Instructions:
A. Answer these questions about the P1885 naming thread, one answer per line, marked (i), (ii) and (iii) to match.
(i) What name does Tom Honermann suggest for the class?
(ii) Which of the listed possible names is attributed to Qt?
(iii) Why will Corentin Jabot not support a custom MIB?
B. Summarize the P1885 naming thread in two sentences.
C. Carry on the P1885 naming thread from the point where it stops.

Reading passage:
C++ Logo

sg16

Advanced search

Re: [SG16] Bike shedding for Christmas: P1885 Naming Text Encodings

From: Corentin Jabot <corentinjabot_at_[hidden]>
Date: Sun, 29 Dec 2019 00:38:00 +0100
On Sun, Dec 29, 2019, 00:32 Corentin Jabot <corentinjabot_at_[hidden]> wrote:

>
>
> On Sat, Dec 28, 2019, 22:21 Tom Honermann <tom_at_[hidden]> wrote:
>
>> On 12/27/19 6:28 AM, Corentin Jabot via SG16 wrote:
>>
>> Hello
>>
>> In P1885, I introduce the name "text_encoding" for the class
>> representing the name of a text encoding.
>> I wonder whether that might conflict or interfere with actual
>> encoding/decoder classes and would like your opinion.
>>
>> Here are a few possible names:
>> * Charset (IANA nomenclature, posix)
>> * text_codec (Qt)
>> * text_encoding
>> * text_encoding_name (encoding is used by posix / python /
>>
>> Unicode nomenclature would favor encoding (Unicode is a charset of which
>> utf-8 and utf-16 are both are encodings)
>>
>> I suggest text_encoding_id. I'd like to preserve text_encoding for a
>> tag type (or concept) that can be used at compile time to specify a
>> (compile-time) encoding as in a template parameter to std::text.
>>
>> Tangent 1: the proposed text_encoding is not extensible, at least not in
>> a very meaningful way. I suggest we do one of the following:
>>
>> 1. Remove the text_encoding(const char*) constructor. It doesn't
>> allow setting the MIB ID, so is unsatisfactory at present.
>> 2. Allow first class extension by, for example, reserving the full
>> range of IANA MIB values, defining a "private use" range of values, and
>> modifying the text_encoding(const char*) constructor to also accept a
>> MIB value (and perhaps make the name parameter optional such that, if
>> specified, it would override the internally known name for the provided MIB
>> value and if not specified, name() would return a suitable default).
>>
>>
>
> It is extensible in multiple-choice ways:
> - implentation can provide their own aliases for existing mib
> - the other mib + custom name can be used to use a non register encoding.
> Hence the existence of both unknown and other
>
> I will not support custom mib as it is not in line with the rfc - the mib
> being a way to standardize names. Encoding have names, mib is very close to
> an implentation details). For that same reason the name cannot be optional.

Saved entries:
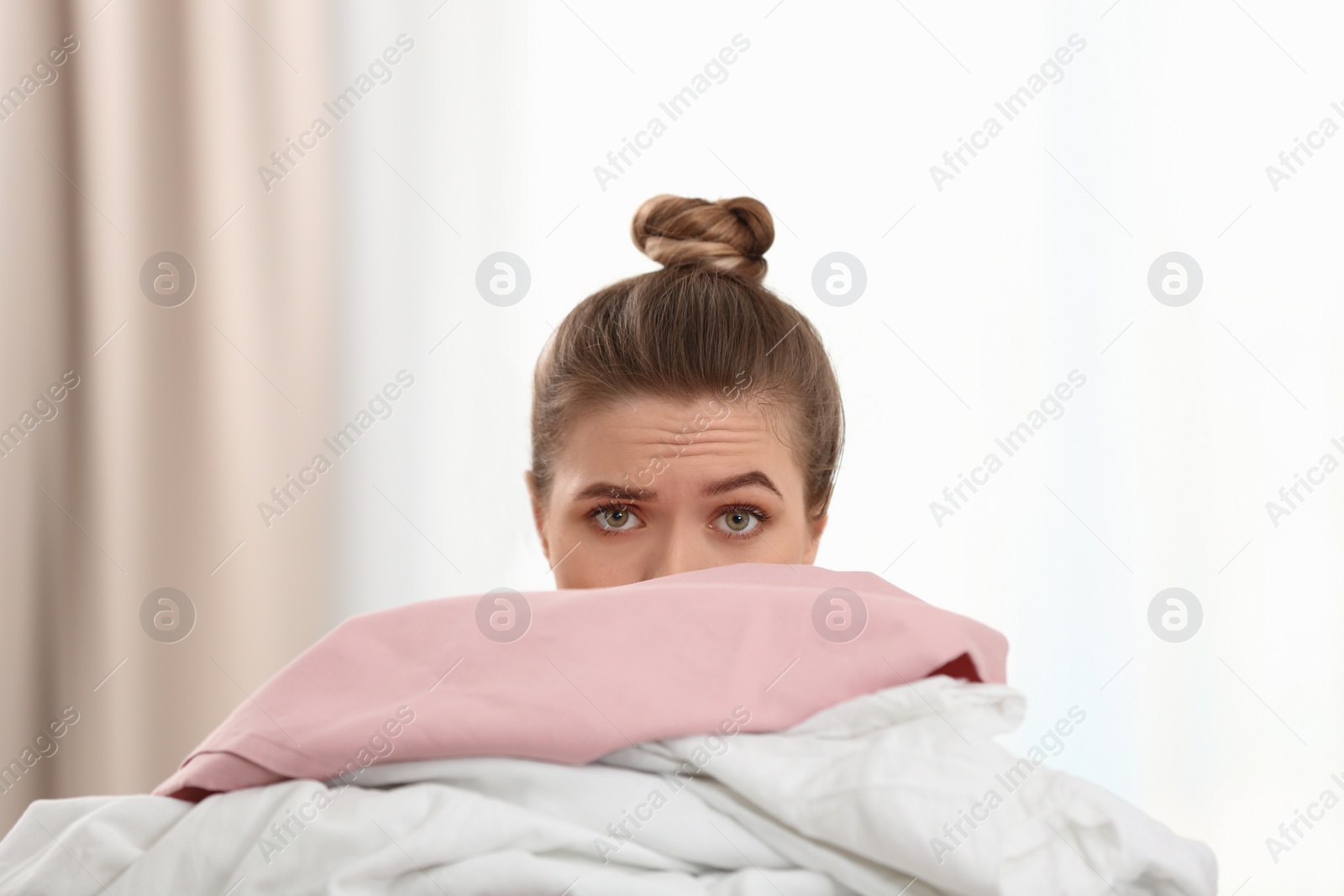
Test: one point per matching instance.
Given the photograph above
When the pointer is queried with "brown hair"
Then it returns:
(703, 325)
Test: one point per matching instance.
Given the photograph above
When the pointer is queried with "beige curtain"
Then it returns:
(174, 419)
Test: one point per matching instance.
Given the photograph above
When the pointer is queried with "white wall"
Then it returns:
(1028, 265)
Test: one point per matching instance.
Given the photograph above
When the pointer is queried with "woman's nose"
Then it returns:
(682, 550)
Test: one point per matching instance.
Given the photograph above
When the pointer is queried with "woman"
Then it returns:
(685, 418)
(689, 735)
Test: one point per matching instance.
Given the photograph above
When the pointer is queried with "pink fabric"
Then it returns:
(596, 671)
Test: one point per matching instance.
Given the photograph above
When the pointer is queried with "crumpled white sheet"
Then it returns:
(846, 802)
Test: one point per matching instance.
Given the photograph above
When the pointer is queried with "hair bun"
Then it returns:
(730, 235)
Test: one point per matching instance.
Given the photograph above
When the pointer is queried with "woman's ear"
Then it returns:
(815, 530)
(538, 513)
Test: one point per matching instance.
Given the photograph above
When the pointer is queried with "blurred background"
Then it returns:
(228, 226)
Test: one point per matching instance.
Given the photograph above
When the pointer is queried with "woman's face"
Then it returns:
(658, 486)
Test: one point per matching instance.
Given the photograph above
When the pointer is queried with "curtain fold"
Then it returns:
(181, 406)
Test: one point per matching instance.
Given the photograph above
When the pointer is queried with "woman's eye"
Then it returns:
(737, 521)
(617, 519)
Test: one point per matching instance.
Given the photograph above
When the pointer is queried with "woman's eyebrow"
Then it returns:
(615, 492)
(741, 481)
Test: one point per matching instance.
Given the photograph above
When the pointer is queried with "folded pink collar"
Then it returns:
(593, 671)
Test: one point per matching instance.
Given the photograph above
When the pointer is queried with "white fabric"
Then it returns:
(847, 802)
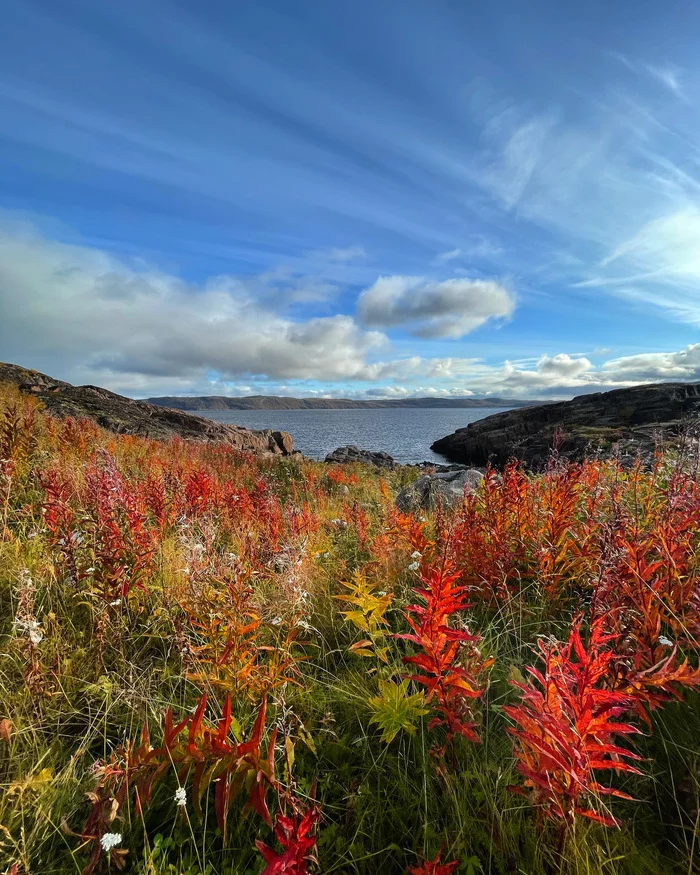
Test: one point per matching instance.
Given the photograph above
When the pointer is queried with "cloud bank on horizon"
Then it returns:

Solved tasks:
A.
(i) text_encoding_id
(ii) text_codec
(iii) It is not in line with the RFC, since the MIB is a way to standardize names.

B. Corentin Jabot asks whether the name "text_encoding" for the class representing the name of a text encoding might conflict with actual encoder/decoder classes, and Tom Honermann suggests text_encoding_id so that text_encoding can be kept for a compile-time tag type. Tom also argues that the class is not meaningfully extensible, while Corentin replies that it is extensible through implementation aliases and the "other" MIB with a custom name, and that he will not support custom MIB values or an optional name.

C.
> The name in parameter _always_ take precedence over the iana name so it can
> roundtrip to iconv or similar APIs
>

To rephrase that:

Different names may map to the same mib but two encoding with the same
names have to compare equal.


>> 1.
>>
>>
>> if text_encoding remains the name of that class, encoder/decoder can be
>> used for the class doing the actual conversions.
>>
>>
>> I will further rename "system" to "environment" to be more generic and
>> aligned with POSIX.
>>
>> Is text_encoding::system() intended to be equivalent to
>> text_encoding::for_locale(std::locale{})? (I think the answer is, and
>> should be, no; e.g., on Windows, this would query GetACP()).
>>
>
>
> It would query getacp which is equivalent to query the user ("") locale at
> the start of the program.
>
>> (user, environment and system are, for our purpose synonym and intended
>> to mean "the encoding assumed and expected by whatever launched our
>> program).
>> Environment has the added benefit that it implies neither user or systems
>> which makes it more friendly to embedded platforms
>>
>> Since locale settings are generally determined by environment
>> (variables), use of the term "environment" may be confusing. I prefer
>> system.
>>
>> Tangent 2: I don't recall if we discussed this in Belfast, but the paper
>> identifies three sets of encodings to expose (literals, system, locale). A
>> fourth would be terminal/console encoding. This encoding can be easily
>> queried on Windows, but not on Linux/UNIX (though terminal encoding rarely
>> differs from locale there, so it would be reasonable to just return the
>> system encoding).
>>
> I considered that a few days ago. I am not aware of it being a thing on
> other platforms than windows (I am probably wrong) and I don't believe we
> can come up with a nice API in the short term to query that nicely.
>
>> Tom.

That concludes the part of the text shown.